___ Records for the exercise ___

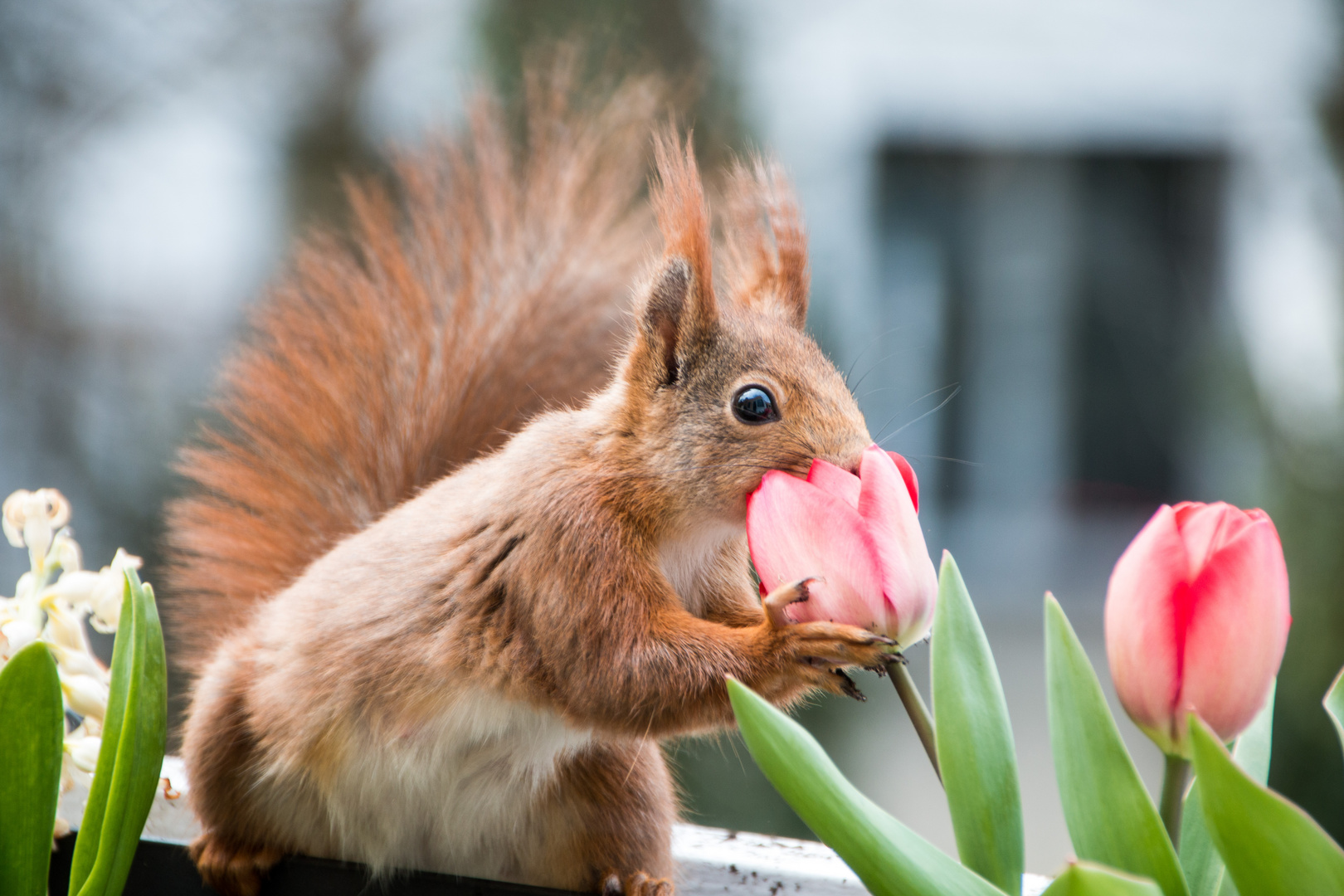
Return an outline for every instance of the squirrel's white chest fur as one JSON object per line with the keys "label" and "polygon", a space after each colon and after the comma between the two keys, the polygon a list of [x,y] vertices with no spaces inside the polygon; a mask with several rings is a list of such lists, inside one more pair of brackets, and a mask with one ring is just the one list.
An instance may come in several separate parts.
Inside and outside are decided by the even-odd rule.
{"label": "squirrel's white chest fur", "polygon": [[349,751],[325,801],[336,849],[375,868],[535,875],[539,797],[591,736],[556,713],[462,692],[431,723]]}
{"label": "squirrel's white chest fur", "polygon": [[681,598],[681,606],[704,617],[704,603],[714,584],[706,575],[730,541],[742,536],[742,525],[724,520],[700,519],[673,529],[659,544],[659,566]]}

___

### Written exercise
Repeat the text of each item above word for word, omitting the pictures.

### Result for this exercise
Return an outline for every instance of the squirrel's white chest fur as one JSON object per line with the keys "label" and "polygon", a space after each colon and after the comma between the two keys, the polygon a list of [x,y] vertices with no spaces inside the polygon; a mask with several rings is a list of such lists, inside one more pair of brackets, and a mask with one ring is just the one list.
An instance may come in several separate parts.
Inside and outside are decided by the even-odd rule.
{"label": "squirrel's white chest fur", "polygon": [[349,751],[325,801],[336,849],[375,868],[535,875],[539,797],[591,736],[556,713],[462,692],[431,723]]}
{"label": "squirrel's white chest fur", "polygon": [[681,598],[681,606],[704,617],[704,603],[714,584],[706,575],[730,541],[742,536],[742,525],[724,520],[700,519],[673,529],[659,544],[659,566]]}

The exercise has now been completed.